### Your tasks:
a) In the Peachtree Road Race essay, rewrite the passage from "But I’m getting" up to and including "balance is required.", replacing "coffee" with "tea".
b) Summarize the Peachtree Road Race essay in two sentences.
c) Answer these questions about the Peachtree Road Race essay:
(i) In what year was the bicentennial?
(ii) How long is the race?
(iii) What is Cardiac Hill near?

### Document section:

=== Section Start ===

Feeling 250 on Peachtree Road
Americans have looked forward to this July when we celebrate the 250th anniversary of the greatest nation in history – called our “semi-quincentennial,” a word we’ll all learn this year and then forget because we’ll never use it again.
We’ll party like we always do with fireworks, parades, concerts and backyard cookouts, only this time BIGGER for the most momentous number we’ve seen since 1976’s bicentennial. But that was, ahem, in the last century and most Americans alive today were born after that, a statistic that gives me pause since I’m in the category of those who lived through it, albeit in diapers.
While most other Georgians are doing things they love, spending time with family and friends and perhaps eating and drinking to excess in true holiday fashion, I’ll spend our 250th anniversary doing something I truly hate and dread: running the Peachtree Road Race, my annual July 4 commitment – I’d say “tradition” but that sounds like something you look forward to.
A race in Atlanta in July simulates as much as humanly possible a competition on the surface of the sun, but perhaps harder because I doubt the sun has hills.
Every July 3, as sane people are living it up because they can sleep in the next day, I’m hydrating and carbo-loading for a 6.2 mile “run” – I use quotation marks because my form probably falls short of the true definition of the word and because sometimes I get passed by the elderly. A race in Atlanta in July simulates as much as humanly possible a competition on the surface of the sun, but perhaps harder because I doubt the sun has hills.
Ah, yes, the hills. In my car, as I travel Atlanta the other 364 days a year, I hardly notice. On foot, they feel and look more like mountains. As I begin the steep climb up Cardiac Hill, fortuitously near Piedmont Hospital’s emergency room, I look around expecting to see Alpine bands in lederhosen blowing on one of those long wooden horns called Alphorns or perhaps yodeling.
But I’m getting ahead of myself. I wake up on July 4 angry that I’ve decided to do this yet again because I’m getting up earlier than on a workday. Every day of my life begins with coffee. On this day more than any other I need a splash of energy, but on this day more than any other I really don’t want to need a toilet every 20 minutes. Like a waiter carrying a heavy tray, careful balance is required.

=== Section End ===

### Provided data:
=== Section Start ===

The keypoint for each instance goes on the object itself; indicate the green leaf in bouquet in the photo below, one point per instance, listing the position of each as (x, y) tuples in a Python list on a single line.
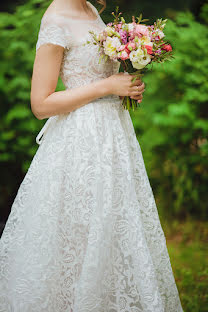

=== Section End ===

### Solutions:
a)
But I’m getting ahead of myself. I wake up on July 4 angry that I’ve decided to do this yet again because I’m getting up earlier than on a workday. Every day of my life begins with tea. On this day more than any other I need a splash of energy, but on this day more than any other I really don’t want to need a toilet every 20 minutes. Like a waiter carrying a heavy tray, careful balance is required.

b) While most Americans celebrate the nation's 250th anniversary this July with parties and cookouts, the writer will spend it running the 6.2-mile Peachtree Road Race, an annual July 4 commitment the writer hates and dreads. The writer describes the Atlanta heat as close to racing on the surface of the sun, says the hills feel like mountains on foot, and explains that the race morning starts angrily and calls for a careful balance with coffee.

c)
(i) 1976
(ii) 6.2 miles
(iii) Piedmont Hospital's emergency room